#### GOAL OF THE EXERCISE
What is needed is an exact copy of the entries below, from the line that contains "# test: identify the sea in the photo above" through the final line, both included, and nothing else.

#### DATA SHOWN
## START
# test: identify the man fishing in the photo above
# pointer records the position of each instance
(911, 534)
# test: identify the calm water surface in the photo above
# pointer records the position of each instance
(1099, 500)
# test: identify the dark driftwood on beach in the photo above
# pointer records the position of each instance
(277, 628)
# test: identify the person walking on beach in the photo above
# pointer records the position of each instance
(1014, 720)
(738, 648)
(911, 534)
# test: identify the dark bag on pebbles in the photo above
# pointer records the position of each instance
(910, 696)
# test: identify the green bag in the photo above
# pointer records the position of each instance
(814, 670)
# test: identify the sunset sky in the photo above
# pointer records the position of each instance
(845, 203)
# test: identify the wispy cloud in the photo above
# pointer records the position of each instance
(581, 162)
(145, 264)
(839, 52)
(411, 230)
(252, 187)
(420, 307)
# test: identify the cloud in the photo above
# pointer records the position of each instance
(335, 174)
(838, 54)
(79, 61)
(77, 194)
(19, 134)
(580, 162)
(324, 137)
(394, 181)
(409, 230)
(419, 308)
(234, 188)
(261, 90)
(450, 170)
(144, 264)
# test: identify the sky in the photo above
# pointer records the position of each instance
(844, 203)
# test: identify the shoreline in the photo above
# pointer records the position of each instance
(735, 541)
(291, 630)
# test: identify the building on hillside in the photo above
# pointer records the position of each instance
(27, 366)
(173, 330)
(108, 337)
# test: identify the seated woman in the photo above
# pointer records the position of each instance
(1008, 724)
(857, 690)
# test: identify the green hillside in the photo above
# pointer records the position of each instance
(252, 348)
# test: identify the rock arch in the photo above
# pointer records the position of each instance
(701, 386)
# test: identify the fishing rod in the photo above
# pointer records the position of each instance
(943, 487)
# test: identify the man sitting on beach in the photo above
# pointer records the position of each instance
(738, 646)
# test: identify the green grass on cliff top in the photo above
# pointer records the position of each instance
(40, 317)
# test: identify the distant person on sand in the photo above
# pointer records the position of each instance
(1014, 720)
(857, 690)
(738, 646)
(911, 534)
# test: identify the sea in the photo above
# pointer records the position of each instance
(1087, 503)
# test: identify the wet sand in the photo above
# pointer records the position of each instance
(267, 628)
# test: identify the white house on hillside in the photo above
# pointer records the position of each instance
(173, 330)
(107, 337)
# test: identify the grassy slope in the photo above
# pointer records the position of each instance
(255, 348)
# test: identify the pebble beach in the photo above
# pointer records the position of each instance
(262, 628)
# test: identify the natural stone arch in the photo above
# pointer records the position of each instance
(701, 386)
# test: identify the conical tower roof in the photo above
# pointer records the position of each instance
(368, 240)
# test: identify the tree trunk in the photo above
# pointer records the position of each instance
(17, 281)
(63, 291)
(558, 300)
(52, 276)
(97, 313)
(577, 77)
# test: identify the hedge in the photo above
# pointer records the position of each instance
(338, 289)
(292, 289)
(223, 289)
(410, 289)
## END
#### RESPONSE
# test: identify the sea in the photo above
# pointer records the position of each instance
(1087, 503)
# test: identify the wet sand in the photo above
# pointer records the position of each instance
(267, 628)
# test: identify the white house on hillside in the photo above
# pointer records the position of each instance
(173, 330)
(107, 337)
# test: identify the grassy slope in the photo above
# pointer records the position of each instance
(255, 348)
# test: identify the pebble beach in the photo above
# pointer records the position of each instance
(262, 628)
# test: identify the natural stone arch in the photo above
# pointer records the position of each instance
(701, 386)
# test: identify the conical tower roof in the photo above
# pointer records the position of each instance
(368, 240)
# test: identify the tree trunk in the photo above
# pointer records the position of each instance
(17, 281)
(63, 291)
(558, 300)
(52, 276)
(97, 313)
(577, 77)
# test: identify the hedge in the photo above
# pointer records the position of each instance
(338, 289)
(292, 289)
(223, 289)
(410, 289)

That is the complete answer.